• _What is being asked_
Pick out every line in the records below that contains the word "petroglyph", and copy each of those lines.
====== Data for this exercise
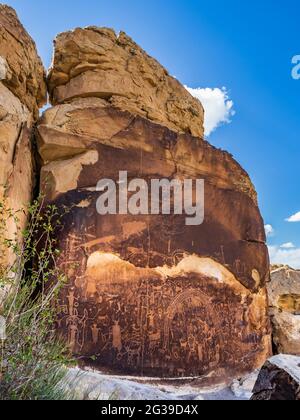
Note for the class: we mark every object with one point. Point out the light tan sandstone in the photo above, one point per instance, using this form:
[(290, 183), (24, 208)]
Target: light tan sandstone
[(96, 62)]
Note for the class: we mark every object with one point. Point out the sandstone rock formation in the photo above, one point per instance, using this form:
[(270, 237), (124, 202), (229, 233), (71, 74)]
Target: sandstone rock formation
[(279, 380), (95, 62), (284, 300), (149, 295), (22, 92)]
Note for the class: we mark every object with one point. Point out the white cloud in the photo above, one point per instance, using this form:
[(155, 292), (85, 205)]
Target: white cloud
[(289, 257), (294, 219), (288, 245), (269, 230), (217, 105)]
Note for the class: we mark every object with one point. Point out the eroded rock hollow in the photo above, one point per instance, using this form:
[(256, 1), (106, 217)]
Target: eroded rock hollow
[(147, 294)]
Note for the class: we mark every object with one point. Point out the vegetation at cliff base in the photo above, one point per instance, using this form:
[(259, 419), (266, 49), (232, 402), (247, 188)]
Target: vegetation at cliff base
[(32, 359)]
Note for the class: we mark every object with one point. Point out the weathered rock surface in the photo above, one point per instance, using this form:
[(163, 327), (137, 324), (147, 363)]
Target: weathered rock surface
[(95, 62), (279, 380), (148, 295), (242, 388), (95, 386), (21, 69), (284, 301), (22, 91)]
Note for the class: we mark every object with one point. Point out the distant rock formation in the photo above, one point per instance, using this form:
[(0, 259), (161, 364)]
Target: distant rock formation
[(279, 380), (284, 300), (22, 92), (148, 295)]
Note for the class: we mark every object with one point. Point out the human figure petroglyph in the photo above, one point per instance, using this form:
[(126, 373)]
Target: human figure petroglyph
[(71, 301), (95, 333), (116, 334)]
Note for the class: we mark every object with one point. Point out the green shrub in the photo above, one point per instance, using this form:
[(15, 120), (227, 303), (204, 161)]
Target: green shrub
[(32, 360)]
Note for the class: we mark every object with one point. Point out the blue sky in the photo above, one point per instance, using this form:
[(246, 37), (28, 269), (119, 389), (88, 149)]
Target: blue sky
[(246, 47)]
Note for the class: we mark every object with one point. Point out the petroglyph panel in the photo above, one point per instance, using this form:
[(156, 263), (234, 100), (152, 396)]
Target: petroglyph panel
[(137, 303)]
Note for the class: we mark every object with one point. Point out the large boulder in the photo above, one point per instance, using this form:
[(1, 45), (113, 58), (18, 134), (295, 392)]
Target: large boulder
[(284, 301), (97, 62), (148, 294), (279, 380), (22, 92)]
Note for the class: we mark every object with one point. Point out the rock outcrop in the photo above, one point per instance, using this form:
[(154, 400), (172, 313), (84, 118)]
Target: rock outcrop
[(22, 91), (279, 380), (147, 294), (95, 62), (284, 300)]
============
====== Data for this exercise
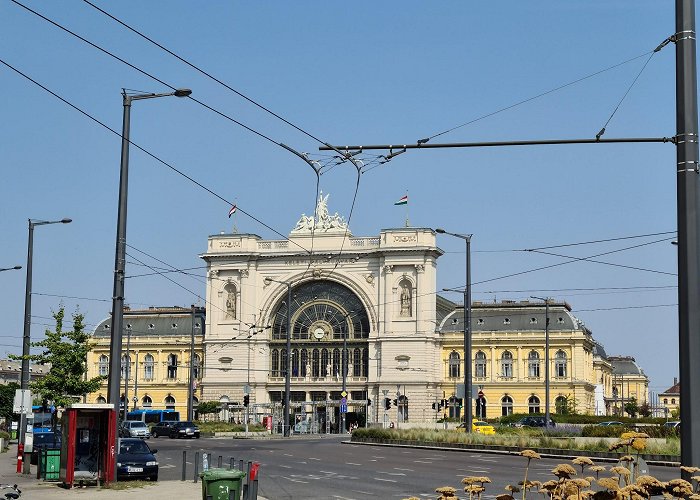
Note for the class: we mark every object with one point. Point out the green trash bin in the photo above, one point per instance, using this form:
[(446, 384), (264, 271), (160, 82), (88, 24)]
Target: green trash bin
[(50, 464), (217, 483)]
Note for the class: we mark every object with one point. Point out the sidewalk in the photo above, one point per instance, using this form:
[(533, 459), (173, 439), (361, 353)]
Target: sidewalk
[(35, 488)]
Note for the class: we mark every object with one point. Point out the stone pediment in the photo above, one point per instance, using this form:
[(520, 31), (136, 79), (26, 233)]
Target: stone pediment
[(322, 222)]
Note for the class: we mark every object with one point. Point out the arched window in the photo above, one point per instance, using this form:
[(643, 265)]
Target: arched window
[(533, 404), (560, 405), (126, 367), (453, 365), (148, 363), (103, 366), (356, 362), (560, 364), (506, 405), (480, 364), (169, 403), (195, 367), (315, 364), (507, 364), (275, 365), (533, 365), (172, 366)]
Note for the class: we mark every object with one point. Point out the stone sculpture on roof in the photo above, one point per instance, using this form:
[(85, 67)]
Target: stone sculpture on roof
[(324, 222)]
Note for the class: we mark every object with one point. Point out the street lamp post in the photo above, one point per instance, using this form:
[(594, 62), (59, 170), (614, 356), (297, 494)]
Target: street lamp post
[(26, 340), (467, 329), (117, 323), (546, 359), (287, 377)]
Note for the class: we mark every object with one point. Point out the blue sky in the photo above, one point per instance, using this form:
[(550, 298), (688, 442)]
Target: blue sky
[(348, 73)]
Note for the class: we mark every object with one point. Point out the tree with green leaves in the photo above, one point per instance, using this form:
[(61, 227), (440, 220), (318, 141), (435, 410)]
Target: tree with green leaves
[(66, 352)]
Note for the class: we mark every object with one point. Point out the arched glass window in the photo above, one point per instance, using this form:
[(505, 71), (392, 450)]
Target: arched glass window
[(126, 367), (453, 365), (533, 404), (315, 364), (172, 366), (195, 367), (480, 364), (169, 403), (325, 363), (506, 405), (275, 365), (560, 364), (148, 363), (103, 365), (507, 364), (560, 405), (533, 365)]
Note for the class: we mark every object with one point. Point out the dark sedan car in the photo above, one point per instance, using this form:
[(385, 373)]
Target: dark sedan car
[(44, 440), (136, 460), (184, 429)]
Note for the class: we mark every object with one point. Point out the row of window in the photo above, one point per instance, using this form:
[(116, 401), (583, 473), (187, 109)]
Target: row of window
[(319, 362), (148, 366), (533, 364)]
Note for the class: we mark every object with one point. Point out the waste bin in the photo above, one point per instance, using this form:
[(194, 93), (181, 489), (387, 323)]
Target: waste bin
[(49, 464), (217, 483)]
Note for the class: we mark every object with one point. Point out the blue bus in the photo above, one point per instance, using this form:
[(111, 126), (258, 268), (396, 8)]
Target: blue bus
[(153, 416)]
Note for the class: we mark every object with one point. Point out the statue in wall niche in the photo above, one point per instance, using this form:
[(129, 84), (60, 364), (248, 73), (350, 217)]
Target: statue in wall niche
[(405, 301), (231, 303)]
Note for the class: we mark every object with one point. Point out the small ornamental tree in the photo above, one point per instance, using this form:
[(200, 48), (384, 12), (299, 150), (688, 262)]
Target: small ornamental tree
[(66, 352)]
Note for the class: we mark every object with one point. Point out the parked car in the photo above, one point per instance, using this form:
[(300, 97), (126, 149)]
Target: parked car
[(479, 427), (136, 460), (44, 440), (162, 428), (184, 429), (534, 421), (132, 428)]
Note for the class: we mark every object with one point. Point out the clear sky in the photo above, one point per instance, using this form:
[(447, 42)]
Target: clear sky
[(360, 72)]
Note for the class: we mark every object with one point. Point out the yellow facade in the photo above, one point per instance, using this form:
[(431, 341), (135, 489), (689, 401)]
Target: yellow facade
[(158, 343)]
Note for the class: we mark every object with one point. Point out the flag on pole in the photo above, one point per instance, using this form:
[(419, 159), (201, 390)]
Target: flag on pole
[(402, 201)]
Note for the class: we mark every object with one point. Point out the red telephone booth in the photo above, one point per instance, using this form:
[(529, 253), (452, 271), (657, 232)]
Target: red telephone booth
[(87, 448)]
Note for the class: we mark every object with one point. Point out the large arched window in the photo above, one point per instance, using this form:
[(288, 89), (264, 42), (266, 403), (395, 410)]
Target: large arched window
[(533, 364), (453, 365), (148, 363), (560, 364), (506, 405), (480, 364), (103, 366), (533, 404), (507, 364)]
============
====== Data for this exercise
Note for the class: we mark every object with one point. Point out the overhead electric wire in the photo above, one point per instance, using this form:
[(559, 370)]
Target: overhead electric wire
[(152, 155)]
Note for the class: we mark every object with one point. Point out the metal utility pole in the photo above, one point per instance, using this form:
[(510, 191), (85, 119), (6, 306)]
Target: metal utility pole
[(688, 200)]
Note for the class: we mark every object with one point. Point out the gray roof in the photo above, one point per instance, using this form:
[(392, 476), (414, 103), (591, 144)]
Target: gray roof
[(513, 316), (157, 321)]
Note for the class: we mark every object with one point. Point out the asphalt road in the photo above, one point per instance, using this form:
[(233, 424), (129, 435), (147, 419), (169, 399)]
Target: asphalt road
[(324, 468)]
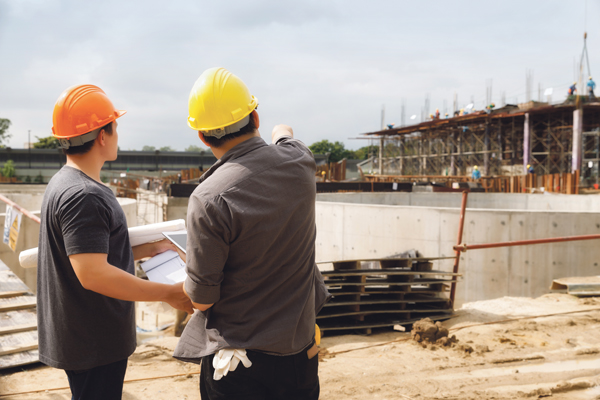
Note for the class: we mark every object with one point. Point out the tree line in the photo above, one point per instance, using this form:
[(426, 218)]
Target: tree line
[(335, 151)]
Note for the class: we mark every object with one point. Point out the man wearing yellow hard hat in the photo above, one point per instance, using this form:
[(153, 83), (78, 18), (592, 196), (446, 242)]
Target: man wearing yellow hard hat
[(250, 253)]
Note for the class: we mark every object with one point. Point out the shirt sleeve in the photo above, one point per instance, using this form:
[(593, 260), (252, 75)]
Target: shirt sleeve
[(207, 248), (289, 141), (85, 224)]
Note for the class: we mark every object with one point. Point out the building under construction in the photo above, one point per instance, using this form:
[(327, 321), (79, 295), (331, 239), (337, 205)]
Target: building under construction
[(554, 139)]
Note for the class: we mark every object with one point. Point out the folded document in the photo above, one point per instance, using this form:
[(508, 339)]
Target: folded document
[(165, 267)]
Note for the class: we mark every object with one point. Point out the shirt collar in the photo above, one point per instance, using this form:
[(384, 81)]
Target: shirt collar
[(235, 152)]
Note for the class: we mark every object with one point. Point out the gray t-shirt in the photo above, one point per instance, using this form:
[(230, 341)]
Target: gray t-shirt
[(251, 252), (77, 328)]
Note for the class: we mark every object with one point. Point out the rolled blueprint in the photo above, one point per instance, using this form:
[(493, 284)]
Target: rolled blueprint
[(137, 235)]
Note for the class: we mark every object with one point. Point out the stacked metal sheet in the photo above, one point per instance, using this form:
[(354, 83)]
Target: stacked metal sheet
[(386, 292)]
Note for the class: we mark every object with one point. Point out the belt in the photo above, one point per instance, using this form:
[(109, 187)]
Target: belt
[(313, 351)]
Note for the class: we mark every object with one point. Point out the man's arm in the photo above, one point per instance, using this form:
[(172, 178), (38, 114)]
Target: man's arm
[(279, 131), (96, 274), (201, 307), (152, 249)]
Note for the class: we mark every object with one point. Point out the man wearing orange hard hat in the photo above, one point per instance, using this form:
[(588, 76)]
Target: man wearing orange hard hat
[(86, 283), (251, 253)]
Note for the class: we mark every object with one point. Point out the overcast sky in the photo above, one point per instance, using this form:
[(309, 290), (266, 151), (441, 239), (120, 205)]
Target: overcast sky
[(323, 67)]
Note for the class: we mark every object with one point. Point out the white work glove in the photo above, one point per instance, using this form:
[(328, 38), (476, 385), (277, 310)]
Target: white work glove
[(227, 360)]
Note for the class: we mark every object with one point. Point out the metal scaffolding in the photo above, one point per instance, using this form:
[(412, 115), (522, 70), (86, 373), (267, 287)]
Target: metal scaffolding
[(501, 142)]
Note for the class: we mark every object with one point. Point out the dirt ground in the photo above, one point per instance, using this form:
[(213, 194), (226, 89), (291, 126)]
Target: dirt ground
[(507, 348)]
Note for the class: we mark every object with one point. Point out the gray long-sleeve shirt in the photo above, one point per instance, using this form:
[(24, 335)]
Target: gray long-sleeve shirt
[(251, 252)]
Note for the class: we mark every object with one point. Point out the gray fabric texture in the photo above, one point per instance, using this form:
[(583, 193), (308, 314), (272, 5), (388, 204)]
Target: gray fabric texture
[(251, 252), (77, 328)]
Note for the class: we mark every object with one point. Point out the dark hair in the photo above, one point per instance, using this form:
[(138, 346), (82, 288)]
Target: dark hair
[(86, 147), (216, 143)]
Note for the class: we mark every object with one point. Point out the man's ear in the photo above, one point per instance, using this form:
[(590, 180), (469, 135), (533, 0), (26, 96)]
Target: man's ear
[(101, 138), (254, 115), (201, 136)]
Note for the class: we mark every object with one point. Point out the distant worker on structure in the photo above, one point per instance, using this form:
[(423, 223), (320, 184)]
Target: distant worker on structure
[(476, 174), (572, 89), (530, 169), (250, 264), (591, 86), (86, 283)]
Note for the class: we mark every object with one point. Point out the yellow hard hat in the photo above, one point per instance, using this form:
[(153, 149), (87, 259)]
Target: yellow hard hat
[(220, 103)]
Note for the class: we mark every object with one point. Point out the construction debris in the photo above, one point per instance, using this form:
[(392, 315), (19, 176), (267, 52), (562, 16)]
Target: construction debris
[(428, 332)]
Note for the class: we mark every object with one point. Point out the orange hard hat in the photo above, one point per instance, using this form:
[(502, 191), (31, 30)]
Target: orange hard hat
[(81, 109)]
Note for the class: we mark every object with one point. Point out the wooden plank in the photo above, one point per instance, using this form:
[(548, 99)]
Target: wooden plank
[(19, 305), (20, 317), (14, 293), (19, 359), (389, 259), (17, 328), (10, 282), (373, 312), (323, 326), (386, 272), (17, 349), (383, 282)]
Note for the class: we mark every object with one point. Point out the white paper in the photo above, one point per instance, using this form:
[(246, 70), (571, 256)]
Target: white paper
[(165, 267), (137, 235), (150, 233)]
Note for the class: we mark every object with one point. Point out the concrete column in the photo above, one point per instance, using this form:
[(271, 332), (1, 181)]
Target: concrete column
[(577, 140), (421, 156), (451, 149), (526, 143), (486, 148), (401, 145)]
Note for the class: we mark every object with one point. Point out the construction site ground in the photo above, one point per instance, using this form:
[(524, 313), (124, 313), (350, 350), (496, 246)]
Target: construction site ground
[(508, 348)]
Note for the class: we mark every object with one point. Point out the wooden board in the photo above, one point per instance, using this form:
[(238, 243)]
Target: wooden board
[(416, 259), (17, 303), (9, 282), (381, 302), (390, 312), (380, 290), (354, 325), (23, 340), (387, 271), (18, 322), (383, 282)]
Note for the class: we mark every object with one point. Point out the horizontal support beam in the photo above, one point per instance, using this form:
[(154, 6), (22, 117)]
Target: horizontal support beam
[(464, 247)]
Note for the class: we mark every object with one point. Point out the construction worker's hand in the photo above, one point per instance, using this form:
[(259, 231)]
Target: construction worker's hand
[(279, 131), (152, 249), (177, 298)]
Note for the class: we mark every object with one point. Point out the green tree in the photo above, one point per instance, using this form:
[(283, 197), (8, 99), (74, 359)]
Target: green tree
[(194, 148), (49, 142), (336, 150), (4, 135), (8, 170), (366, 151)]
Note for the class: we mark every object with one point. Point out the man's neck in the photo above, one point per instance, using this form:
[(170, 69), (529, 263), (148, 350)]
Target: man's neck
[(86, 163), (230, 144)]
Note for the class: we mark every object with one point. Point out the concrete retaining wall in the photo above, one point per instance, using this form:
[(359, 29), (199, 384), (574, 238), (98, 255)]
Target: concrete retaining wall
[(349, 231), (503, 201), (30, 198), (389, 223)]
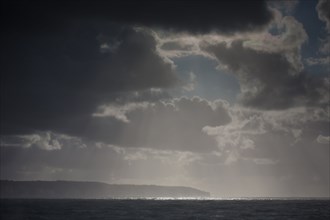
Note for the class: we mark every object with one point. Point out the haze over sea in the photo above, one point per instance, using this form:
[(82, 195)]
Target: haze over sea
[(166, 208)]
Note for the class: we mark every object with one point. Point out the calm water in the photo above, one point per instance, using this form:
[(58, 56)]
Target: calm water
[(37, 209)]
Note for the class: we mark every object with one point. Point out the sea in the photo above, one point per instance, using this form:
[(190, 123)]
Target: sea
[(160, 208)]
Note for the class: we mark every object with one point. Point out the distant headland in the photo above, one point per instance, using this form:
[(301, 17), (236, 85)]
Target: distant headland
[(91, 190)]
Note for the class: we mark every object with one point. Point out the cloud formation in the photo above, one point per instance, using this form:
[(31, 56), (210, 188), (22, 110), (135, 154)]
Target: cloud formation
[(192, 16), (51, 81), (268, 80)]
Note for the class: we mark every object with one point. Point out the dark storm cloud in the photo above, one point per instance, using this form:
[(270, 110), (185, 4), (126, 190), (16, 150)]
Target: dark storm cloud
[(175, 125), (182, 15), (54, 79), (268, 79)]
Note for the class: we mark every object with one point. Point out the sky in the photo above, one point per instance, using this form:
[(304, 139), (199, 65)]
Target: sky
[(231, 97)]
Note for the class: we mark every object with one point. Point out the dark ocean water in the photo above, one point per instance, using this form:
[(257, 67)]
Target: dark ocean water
============
• _Full answer_
Note for the class: we mark every object with one point. Point out the human figure petroglyph in the photo above, one point per instance, using this form:
Target: human figure petroglyph
Note for the class: we mark every object with one point. Point out the petroglyph panel in the photo above, one point per instance, using this form:
Target: petroglyph panel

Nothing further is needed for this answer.